— Begin QUOTED PASSAGE —
AWS ParallelCluster Slurm Constraints
In previous posts we discussed adding multiple instances to same Slurm queue and enabling Fast Failover, this is great when you’re flexible on the specific instance type used to run your job, but what if you want to choose the instance type at job submission time?
In this blogpost we look at how to use the Slurm --constraint
flag to pick the specific instance type at runtime.
Setup
To setup, refer to the Fast Failover Setup section. We’ll assume you have a cluster setup with a queue and multiple compute resources in it.
You should see something like the following when you run sinfo
:
$ sinfo
PARTITION AVAIL TIMELIMIT NODES STATE NODELIST
queue0* up infinite 300 idle~ queue0-dy-queue0-c6i32xlarge-[1-100],queue0-dy-queue0-m6i32xlarge-[1-100],queue0-dy-queue0-r6i32xlarge-[1-100]
Job Submission
Now when we submit a job, we can select the instance type by simply specifying it with the --constraint
flag:
salloc --constraint "m6i.32xlarge"
This can also be done in an sbatch script like so:
#!/bin/bash
#SBATCH --constraint m6i.32xlarge
# rest of job script ...
Now when the job is submitted you’ll see that instance type gets spun up.
— End QUOTED PASSAGE —
— Begin RECORD EXTRACTS —
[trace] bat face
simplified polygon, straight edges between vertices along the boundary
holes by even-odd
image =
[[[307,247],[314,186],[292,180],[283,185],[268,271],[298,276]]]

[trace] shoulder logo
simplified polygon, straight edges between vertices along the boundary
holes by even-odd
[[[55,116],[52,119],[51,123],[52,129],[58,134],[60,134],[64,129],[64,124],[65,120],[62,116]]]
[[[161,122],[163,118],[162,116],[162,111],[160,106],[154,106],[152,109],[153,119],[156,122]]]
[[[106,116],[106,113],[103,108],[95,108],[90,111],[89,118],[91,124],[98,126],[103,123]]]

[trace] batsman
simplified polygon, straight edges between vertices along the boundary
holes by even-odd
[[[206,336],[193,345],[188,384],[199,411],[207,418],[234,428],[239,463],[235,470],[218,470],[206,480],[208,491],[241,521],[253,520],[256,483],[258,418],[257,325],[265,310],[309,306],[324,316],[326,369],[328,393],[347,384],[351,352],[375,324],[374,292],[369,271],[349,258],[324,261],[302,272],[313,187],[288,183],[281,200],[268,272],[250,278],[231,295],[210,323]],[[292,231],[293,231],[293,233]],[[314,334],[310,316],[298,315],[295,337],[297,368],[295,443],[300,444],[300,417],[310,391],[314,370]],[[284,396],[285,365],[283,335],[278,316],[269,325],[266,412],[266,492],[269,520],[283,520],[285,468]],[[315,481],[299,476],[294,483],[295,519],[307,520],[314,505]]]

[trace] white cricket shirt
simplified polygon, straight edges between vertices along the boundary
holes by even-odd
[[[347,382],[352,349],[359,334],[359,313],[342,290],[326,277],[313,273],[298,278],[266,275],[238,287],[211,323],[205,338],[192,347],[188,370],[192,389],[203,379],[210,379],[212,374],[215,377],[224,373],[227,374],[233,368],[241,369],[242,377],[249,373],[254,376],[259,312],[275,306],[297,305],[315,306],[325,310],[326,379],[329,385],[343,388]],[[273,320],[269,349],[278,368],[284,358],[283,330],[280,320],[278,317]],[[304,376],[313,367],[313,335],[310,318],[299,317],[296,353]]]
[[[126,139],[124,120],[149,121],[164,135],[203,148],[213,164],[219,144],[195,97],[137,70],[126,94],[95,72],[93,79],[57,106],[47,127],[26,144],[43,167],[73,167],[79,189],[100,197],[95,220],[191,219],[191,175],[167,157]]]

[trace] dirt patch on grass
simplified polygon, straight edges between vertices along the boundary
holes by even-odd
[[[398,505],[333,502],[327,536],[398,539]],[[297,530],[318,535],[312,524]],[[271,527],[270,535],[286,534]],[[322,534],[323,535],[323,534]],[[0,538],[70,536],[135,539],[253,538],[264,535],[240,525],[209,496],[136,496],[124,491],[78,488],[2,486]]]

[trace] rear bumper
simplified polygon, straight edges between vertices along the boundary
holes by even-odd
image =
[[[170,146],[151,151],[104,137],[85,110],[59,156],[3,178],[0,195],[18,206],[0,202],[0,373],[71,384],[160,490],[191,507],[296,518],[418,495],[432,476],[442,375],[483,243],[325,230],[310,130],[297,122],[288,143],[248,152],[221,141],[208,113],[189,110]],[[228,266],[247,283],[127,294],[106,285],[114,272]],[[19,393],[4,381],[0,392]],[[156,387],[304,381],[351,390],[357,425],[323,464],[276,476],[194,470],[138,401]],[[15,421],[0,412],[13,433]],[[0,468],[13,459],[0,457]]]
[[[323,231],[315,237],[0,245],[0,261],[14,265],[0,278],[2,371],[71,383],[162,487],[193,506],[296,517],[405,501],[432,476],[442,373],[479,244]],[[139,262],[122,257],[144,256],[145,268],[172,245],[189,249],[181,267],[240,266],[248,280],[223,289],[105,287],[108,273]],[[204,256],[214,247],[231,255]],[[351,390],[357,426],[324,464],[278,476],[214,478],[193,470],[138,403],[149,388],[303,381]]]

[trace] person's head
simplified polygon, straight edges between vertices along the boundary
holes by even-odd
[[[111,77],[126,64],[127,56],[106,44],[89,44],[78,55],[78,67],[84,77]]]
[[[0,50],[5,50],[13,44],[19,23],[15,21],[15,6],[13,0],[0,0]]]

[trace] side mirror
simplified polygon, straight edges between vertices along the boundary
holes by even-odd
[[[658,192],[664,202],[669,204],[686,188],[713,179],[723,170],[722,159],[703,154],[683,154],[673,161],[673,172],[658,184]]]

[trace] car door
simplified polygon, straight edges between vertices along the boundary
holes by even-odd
— End RECORD EXTRACTS —
SHORT TASK A:
Name every Slurm command that the Slurm constraints page mentions.
SHORT TASK B:
From the Slurm constraints page, extract the stretch from "This can also" through "gets spun up.".

FULL OUTPUT A:
sinfo, salloc, sbatch

FULL OUTPUT B:
This can also be done in an sbatch script like so:
#!/bin/bash
#SBATCH --constraint m6i.32xlarge
# rest of job script ...
Now when the job is submitted you’ll see that instance type gets spun up.